━━━━━ Выбранный отрывок ━━━━━
ВЕСТНИК ТГГПУ. 2010. №4(22)
УДК 82.09
ПОВЕСТВОВАТЕЛЬНЫЕ ИНСТАНЦИИ В ПОВЕСТИ "КОТИК ЛЕТАЕВ" АНДРЕЯ БЕЛОГО
© А.Х.Вафина
В статье рассматривается множественность повествовательных инстанций, составляющих нарративную конструкцию повести А.Белого "Котик Летаев", определяется степень авторских полномочий, делегируемых нарратором, выявляются смысловые и структурные доминанты в тексте, позволяющие прояснить характер их взаимосоотнесенности относительно друг друга.
Ключевые слова: автор, адресат, повествовательная инстанция, нарратор.
В повести "Котик Летаев" повествователь обрамляющей истории (первичный нарратор) выступает как эксплицитный тип адресанта, который презентует собственное детство. Вместе с тем в его истории объективируется, обнаруживается ребенок (Котик), выступающий в качестве героя-повествователя. Однако первичный нарратор, несмотря на его "выявленность" в тексте (""Я" повествую о себе") предстает "более сниженным по сравнению с абстрактным автором" [1: 65]. Подобное осложнение повествовательных инстанций В.Шмид объясняет ""гипертрофией" двух противоположных стилевых тенденций - "литературности", проявляющейся больше всего в "орнаментальной" прозе, и "характерности", воплощающейся с наибольшей полнотой в сказе" [1: 41].
━━━━━ Доступные записи ━━━━━
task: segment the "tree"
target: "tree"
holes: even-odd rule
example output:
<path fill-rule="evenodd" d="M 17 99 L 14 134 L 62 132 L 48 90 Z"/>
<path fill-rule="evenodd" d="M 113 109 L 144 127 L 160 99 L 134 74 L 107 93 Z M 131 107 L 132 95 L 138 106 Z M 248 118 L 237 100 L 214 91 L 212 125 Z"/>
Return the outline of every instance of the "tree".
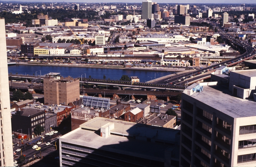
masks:
<path fill-rule="evenodd" d="M 24 155 L 20 155 L 19 157 L 20 158 L 20 161 L 22 163 L 23 162 L 25 162 L 25 160 L 26 160 L 26 158 Z"/>
<path fill-rule="evenodd" d="M 24 95 L 19 89 L 16 89 L 12 92 L 12 99 L 18 101 L 24 98 Z"/>
<path fill-rule="evenodd" d="M 181 94 L 178 94 L 176 96 L 176 101 L 179 103 L 181 100 Z"/>
<path fill-rule="evenodd" d="M 24 95 L 24 97 L 25 100 L 31 100 L 33 98 L 33 96 L 32 93 L 28 91 Z"/>
<path fill-rule="evenodd" d="M 36 135 L 39 135 L 43 132 L 44 129 L 43 127 L 41 126 L 40 125 L 37 125 L 35 128 L 34 128 L 34 133 Z"/>
<path fill-rule="evenodd" d="M 44 37 L 43 37 L 43 38 L 42 38 L 42 39 L 41 39 L 41 40 L 42 40 L 42 42 L 44 42 L 45 41 L 45 38 Z"/>
<path fill-rule="evenodd" d="M 127 75 L 123 75 L 120 79 L 120 81 L 130 81 L 130 78 Z"/>
<path fill-rule="evenodd" d="M 176 113 L 175 111 L 172 109 L 169 109 L 166 112 L 165 112 L 165 114 L 167 114 L 168 115 L 173 115 L 177 117 L 178 114 Z"/>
━━━━━
Задания:
A: В каком качестве выступает ребенок Котик, согласно отрывку статьи о повести «Котик Летаев»?
B: Повторите без изменений строки записей от самого начала до строки с «99 L 18 101» включительно. Изображения в ответ не включайте.
Текст и записи никак не связаны между собой.

Ответы:
A: Котик выступает в качестве героя-повествователя.

B:
task: segment the "tree"
target: "tree"
holes: even-odd rule
example output:
<path fill-rule="evenodd" d="M 17 99 L 14 134 L 62 132 L 48 90 Z"/>
<path fill-rule="evenodd" d="M 113 109 L 144 127 L 160 99 L 134 74 L 107 93 Z M 131 107 L 132 95 L 138 106 Z M 248 118 L 237 100 L 214 91 L 212 125 Z"/>
Return the outline of every instance of the "tree".
masks:
<path fill-rule="evenodd" d="M 24 155 L 20 155 L 19 157 L 20 158 L 20 161 L 22 163 L 23 162 L 25 162 L 25 160 L 26 160 L 26 158 Z"/>
<path fill-rule="evenodd" d="M 24 95 L 19 89 L 16 89 L 12 92 L 12 99 L 18 101 L 24 98 Z"/>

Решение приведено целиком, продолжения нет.